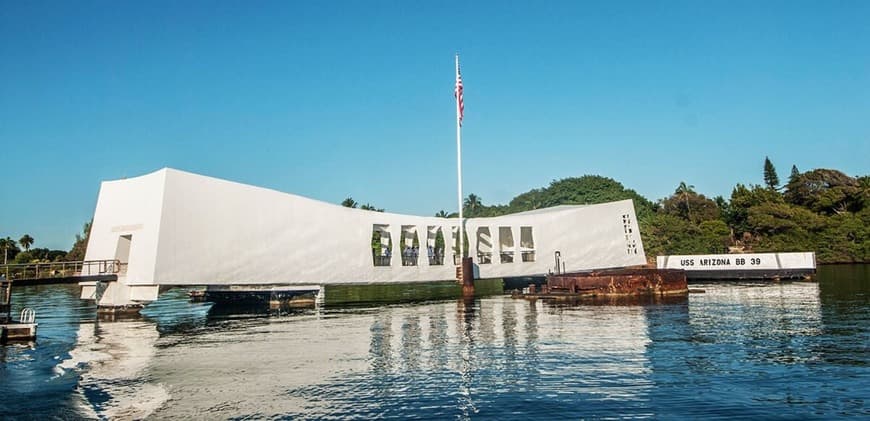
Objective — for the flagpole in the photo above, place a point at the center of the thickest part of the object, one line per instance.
(459, 167)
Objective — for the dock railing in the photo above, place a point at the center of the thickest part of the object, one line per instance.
(62, 269)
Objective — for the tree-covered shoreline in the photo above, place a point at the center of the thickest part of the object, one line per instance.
(822, 210)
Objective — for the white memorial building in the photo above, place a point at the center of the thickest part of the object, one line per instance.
(173, 228)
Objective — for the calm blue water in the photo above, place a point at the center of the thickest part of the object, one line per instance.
(773, 351)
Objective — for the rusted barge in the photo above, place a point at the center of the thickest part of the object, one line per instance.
(630, 282)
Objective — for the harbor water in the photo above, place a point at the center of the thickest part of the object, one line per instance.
(738, 350)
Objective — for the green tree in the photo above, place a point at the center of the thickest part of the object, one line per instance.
(770, 177)
(669, 234)
(26, 241)
(689, 205)
(826, 191)
(794, 174)
(79, 248)
(7, 244)
(349, 203)
(742, 199)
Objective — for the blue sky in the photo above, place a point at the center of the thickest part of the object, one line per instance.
(335, 99)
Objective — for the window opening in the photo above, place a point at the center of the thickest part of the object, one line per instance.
(382, 245)
(435, 246)
(455, 236)
(484, 246)
(506, 244)
(410, 245)
(527, 244)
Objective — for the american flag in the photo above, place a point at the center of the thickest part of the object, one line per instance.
(458, 93)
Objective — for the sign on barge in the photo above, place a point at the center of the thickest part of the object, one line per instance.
(743, 266)
(637, 282)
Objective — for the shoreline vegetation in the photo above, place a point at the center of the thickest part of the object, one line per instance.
(822, 210)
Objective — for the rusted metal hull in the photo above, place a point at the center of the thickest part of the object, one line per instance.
(613, 283)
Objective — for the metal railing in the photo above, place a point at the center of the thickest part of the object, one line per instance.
(62, 269)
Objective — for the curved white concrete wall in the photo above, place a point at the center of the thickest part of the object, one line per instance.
(188, 229)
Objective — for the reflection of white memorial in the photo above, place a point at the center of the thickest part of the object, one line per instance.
(175, 228)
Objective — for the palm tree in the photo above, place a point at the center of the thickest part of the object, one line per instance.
(472, 204)
(6, 243)
(26, 241)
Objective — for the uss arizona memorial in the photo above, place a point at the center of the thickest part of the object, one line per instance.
(174, 228)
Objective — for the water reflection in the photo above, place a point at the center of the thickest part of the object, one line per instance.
(112, 360)
(750, 350)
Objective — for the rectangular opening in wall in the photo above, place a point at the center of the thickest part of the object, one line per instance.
(122, 251)
(455, 235)
(506, 244)
(484, 246)
(381, 245)
(435, 245)
(410, 243)
(527, 244)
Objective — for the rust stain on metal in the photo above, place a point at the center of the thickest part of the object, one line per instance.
(614, 283)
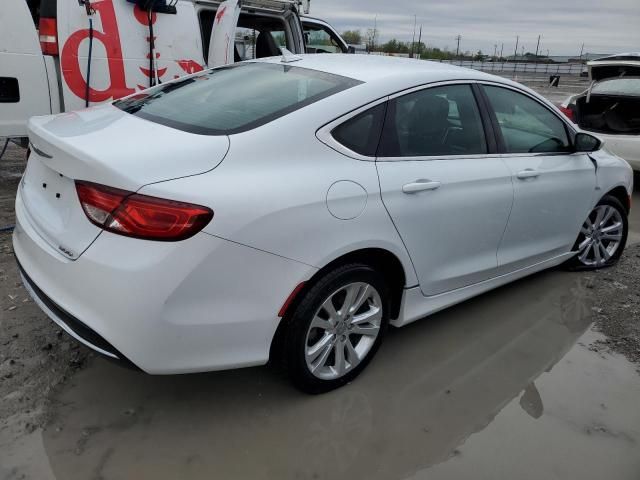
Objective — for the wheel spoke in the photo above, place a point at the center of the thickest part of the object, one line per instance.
(616, 237)
(320, 348)
(337, 340)
(609, 212)
(585, 255)
(612, 228)
(350, 299)
(597, 253)
(599, 216)
(320, 323)
(585, 243)
(322, 360)
(340, 363)
(352, 355)
(363, 295)
(328, 307)
(368, 330)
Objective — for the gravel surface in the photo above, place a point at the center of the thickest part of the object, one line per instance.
(35, 355)
(617, 305)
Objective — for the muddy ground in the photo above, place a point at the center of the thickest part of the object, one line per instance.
(66, 414)
(35, 355)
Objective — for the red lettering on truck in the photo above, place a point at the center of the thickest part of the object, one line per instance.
(73, 72)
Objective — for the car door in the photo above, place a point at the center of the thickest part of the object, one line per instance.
(447, 195)
(553, 186)
(24, 87)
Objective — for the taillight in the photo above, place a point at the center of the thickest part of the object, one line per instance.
(568, 112)
(48, 29)
(141, 216)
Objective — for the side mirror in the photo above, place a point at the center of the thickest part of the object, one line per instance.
(585, 142)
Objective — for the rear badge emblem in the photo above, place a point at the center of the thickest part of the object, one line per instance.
(39, 152)
(68, 253)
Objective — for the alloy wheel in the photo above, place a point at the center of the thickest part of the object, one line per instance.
(343, 330)
(600, 236)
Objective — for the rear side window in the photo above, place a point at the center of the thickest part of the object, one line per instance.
(234, 99)
(434, 122)
(361, 134)
(526, 125)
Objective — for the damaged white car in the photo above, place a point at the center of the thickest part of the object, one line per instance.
(610, 108)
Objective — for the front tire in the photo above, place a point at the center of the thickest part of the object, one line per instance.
(336, 328)
(602, 237)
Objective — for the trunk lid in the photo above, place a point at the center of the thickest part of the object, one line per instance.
(627, 65)
(108, 146)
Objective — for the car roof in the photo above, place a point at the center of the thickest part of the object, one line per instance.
(403, 72)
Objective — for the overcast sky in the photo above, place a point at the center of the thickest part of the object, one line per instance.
(605, 26)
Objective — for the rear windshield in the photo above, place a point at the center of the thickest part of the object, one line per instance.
(618, 86)
(234, 99)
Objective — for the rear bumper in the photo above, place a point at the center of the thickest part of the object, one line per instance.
(70, 324)
(197, 305)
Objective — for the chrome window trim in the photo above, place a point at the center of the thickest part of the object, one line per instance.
(539, 99)
(324, 133)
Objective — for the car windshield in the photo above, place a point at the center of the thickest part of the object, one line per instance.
(234, 99)
(618, 86)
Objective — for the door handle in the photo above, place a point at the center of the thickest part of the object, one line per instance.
(420, 186)
(528, 173)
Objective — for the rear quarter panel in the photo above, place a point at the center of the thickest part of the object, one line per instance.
(271, 190)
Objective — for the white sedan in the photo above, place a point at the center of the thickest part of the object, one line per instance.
(293, 208)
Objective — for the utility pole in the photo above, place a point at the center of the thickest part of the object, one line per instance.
(413, 40)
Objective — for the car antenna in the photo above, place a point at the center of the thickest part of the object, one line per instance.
(288, 57)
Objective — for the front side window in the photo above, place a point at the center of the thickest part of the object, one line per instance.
(433, 122)
(235, 98)
(526, 125)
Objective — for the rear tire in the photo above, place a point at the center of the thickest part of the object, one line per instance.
(602, 237)
(336, 328)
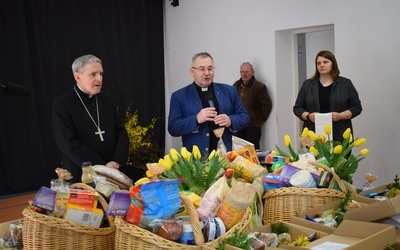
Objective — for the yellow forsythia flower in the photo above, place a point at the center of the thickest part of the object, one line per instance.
(287, 140)
(364, 151)
(312, 135)
(174, 154)
(346, 133)
(338, 149)
(166, 162)
(196, 152)
(185, 153)
(314, 151)
(327, 128)
(149, 174)
(211, 155)
(360, 142)
(305, 132)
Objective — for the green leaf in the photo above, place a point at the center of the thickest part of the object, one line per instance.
(281, 152)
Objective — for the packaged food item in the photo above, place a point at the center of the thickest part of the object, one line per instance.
(119, 203)
(263, 241)
(62, 198)
(45, 198)
(187, 236)
(212, 199)
(114, 176)
(235, 202)
(249, 169)
(92, 217)
(136, 206)
(84, 198)
(12, 237)
(105, 187)
(170, 229)
(302, 179)
(62, 182)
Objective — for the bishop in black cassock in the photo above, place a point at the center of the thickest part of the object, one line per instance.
(75, 132)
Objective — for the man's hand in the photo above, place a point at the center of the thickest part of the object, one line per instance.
(206, 114)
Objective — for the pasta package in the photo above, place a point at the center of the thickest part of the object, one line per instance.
(114, 176)
(235, 203)
(249, 169)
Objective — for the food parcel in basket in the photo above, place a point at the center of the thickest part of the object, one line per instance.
(190, 199)
(317, 174)
(74, 210)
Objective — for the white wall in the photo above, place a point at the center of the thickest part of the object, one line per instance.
(366, 46)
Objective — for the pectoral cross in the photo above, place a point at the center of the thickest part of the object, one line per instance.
(100, 133)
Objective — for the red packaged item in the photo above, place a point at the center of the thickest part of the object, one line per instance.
(83, 198)
(136, 206)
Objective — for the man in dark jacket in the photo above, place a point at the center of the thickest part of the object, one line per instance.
(256, 100)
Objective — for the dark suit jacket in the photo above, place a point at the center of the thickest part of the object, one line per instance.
(344, 96)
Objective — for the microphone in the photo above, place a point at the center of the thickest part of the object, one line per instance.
(9, 88)
(210, 99)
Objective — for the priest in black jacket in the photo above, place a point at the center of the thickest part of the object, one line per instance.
(86, 124)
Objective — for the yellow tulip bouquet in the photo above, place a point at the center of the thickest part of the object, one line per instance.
(198, 171)
(334, 154)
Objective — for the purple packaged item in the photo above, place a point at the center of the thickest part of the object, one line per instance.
(119, 203)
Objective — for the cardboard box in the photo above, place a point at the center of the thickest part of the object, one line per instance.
(45, 198)
(86, 198)
(92, 217)
(355, 235)
(301, 220)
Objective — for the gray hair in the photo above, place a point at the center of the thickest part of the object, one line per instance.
(248, 64)
(202, 55)
(80, 62)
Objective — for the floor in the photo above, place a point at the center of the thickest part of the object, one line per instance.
(11, 207)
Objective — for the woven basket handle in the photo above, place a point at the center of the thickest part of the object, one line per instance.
(335, 176)
(102, 201)
(194, 219)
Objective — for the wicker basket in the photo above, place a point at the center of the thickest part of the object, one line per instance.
(129, 236)
(45, 232)
(281, 204)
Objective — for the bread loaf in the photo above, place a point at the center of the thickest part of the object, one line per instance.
(114, 176)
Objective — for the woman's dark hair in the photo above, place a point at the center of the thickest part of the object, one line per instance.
(330, 56)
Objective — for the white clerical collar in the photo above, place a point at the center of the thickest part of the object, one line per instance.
(90, 96)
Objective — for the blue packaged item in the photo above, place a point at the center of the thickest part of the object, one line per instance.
(271, 182)
(161, 200)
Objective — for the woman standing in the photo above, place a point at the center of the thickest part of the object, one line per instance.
(327, 92)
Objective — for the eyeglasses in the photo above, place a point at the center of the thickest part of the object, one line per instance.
(203, 70)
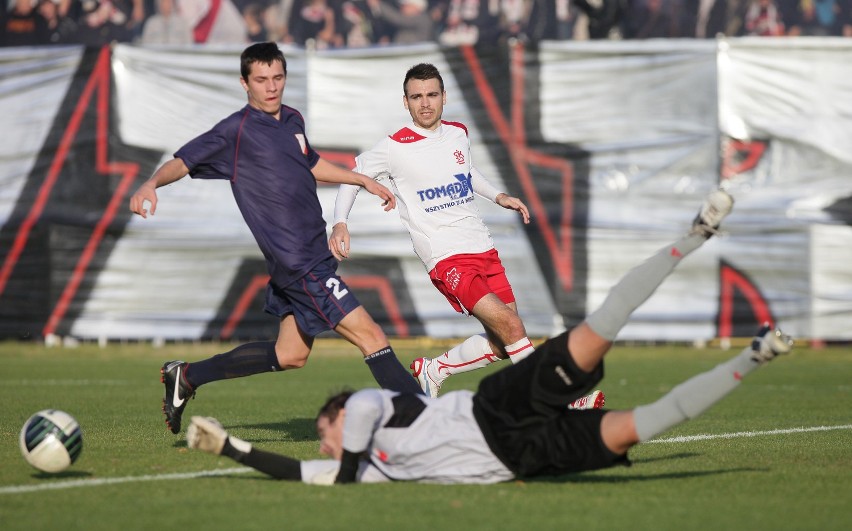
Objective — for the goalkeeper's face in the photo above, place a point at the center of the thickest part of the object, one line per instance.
(331, 435)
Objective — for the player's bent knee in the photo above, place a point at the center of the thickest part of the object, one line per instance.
(618, 431)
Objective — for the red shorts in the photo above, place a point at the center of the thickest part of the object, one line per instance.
(465, 278)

################

• WHAT THE EXERCISE ASKS
Only the lines from the one holding "Objective — for the red shorts" through the end of the listing should appear in the response, each restated exactly.

• ANSWER TO THIS PROBLEM
Objective — for the red shorts in the photo above, place a point at the center of the thickest part of the object, one line per instance.
(465, 278)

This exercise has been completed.